Claude in the Kill Chain, Polymarket Whales, and Code Theft

Published on

Today's AI news: Claude in the Kill Chain, Polymarket Whales, and Code Theft, Agent Security: The Feedback Loop Closes, The Bug in the Weights, The Agentic Developer Stack Takes Shape, Local Model Craft: Qwen 3.5 and Bare-Metal Inference, Real-Time Voice and Video Synthesis. 22 sources curated from across the web.

Claude in the Kill Chain, Polymarket Whales, and Code Theft

The Anthropic-Pentagon feud reached a new level of absurdity this week. According to a Washington Post report, the U.S. military's Maven Smart System — built by Palantir — relied heavily on Anthropic's Claude to process satellite and surveillance data for a 1,000-target airstrike campaign against Iran during its first 24 hours. The system suggested precise target coordinates and prioritized strikes in real time. The twist: the Pentagon had publicly banned Claude just the week prior, following a bitter standoff over Anthropic's usage policy requiring guarantees against mass surveillance and autonomous weapons. The ban apparently did not extend to the classified systems where Claude was already integrated via Palantir. (more: https://www.reddit.com/r/OpenAI/comments/1rkhxfd/anthropics_ai_tool_claude_central_to_us_campaign/)

Data items:
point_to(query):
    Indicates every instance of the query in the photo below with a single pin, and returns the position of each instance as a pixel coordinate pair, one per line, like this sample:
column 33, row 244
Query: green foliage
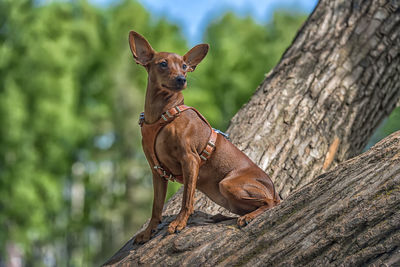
column 73, row 178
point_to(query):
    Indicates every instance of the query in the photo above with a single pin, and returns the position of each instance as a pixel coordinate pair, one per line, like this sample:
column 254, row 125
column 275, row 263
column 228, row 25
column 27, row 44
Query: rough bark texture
column 335, row 84
column 349, row 216
column 317, row 108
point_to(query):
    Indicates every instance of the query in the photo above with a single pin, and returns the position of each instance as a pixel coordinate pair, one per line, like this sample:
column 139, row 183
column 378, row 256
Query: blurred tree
column 73, row 179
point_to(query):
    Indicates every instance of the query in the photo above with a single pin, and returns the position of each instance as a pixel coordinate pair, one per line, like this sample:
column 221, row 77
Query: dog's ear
column 142, row 51
column 195, row 56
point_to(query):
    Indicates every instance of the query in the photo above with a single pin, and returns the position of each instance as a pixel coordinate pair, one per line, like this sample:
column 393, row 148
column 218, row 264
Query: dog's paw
column 176, row 226
column 244, row 220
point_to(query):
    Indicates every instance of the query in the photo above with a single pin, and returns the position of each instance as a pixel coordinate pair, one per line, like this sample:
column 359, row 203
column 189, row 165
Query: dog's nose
column 180, row 80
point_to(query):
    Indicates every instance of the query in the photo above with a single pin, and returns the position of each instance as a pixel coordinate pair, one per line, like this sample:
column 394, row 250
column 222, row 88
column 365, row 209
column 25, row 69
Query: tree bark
column 349, row 216
column 315, row 109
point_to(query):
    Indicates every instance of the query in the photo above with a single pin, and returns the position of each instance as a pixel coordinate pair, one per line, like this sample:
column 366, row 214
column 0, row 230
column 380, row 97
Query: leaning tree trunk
column 315, row 109
column 349, row 216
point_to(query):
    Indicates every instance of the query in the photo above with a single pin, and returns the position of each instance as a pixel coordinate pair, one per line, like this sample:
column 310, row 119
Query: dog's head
column 166, row 70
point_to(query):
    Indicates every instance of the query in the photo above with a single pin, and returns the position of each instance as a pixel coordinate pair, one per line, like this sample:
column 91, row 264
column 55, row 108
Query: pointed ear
column 142, row 51
column 195, row 55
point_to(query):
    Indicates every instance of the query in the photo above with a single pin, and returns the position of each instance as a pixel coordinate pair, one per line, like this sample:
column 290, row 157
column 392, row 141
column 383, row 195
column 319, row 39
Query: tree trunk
column 347, row 216
column 317, row 108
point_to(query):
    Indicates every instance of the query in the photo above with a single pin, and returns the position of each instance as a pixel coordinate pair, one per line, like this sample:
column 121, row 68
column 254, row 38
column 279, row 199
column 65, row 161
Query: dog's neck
column 158, row 100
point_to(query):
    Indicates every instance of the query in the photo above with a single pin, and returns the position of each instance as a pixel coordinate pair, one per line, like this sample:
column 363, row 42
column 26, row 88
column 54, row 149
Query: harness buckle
column 211, row 144
column 141, row 119
column 169, row 114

▶ _Activity list_
#1 From the AI news digest, write out the passage starting at "Today's AI news: Claude" and ending at "across the web.".
#2 Answer these questions using the AI news digest:
(a) How many sources does it say were curated from across the web?
(b) Which company built the U.S. military's Maven Smart System?
(c) How many targets did the airstrike campaign against Iran cover?

▶ _Responses for each task_
#1
Today's AI news: Claude in the Kill Chain, Polymarket Whales, and Code Theft, Agent Security: The Feedback Loop Closes, The Bug in the Weights, The Agentic Developer Stack Takes Shape, Local Model Craft: Qwen 3.5 and Bare-Metal Inference, Real-Time Voice and Video Synthesis. 22 sources curated from across the web.

#2
(a) 22
(b) Palantir
(c) 1,000